» Extracted material
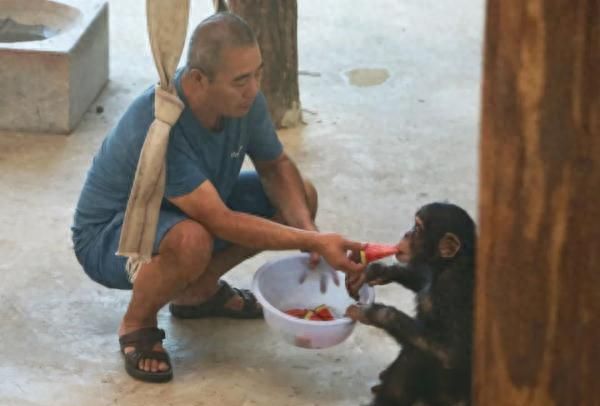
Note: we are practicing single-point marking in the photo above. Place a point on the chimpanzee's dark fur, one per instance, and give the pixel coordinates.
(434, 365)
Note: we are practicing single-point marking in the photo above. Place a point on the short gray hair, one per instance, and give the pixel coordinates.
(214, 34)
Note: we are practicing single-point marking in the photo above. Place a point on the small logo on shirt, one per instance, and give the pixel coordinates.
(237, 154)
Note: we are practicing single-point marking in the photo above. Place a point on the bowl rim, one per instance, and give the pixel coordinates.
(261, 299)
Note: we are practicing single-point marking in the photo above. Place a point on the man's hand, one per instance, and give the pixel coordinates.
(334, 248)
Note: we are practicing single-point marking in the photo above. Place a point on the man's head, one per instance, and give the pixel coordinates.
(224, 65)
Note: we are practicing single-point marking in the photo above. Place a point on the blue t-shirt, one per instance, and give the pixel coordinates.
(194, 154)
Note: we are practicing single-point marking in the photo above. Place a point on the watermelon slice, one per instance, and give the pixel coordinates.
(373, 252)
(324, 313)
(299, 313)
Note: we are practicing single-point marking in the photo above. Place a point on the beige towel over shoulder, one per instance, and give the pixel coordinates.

» Work to complete
In full and without change, repeat the material above, minus the pictures.

» Answer section
Note: we are practicing single-point marking in the photo above. Place a point on the chimpanzee's dark fur, one per instance, and give the pixel coordinates.
(434, 365)
Note: we are practicing single-point marking in the photo above. Place a point on the short gray hair, one per instance, and give the pixel coordinates.
(214, 34)
Note: we are practicing single-point marking in the photo above. Place a point on the small logo on shirt, one per instance, and give the pixel coordinates.
(237, 154)
Note: we are practicing single-point marking in the photo above. Place a point on the bowl rim, one per instance, and give the pixel coordinates.
(261, 299)
Note: we are practicing single-point marking in the photo above. Place a point on the man's hand, one per instance, and give the pixel coordinates.
(334, 248)
Note: we are practicing single-point marking in the photo above. Place a point on the man's head, one per instance, and give the pixel coordinates.
(224, 65)
Note: we are practicing single-point marking in the photo above. Place a point on the blue t-shirt, one per instance, and give the pixel coordinates.
(194, 154)
Note: we are practicing single-point marking in the photo above. Place a point on the watermelon slice, one per instance, and give the pixel coordinates.
(373, 252)
(324, 313)
(299, 313)
Note: we are practicing single-point marking in the photo above. Place a point on the beige towel over shoulder, one per instance, and give the pixel coordinates.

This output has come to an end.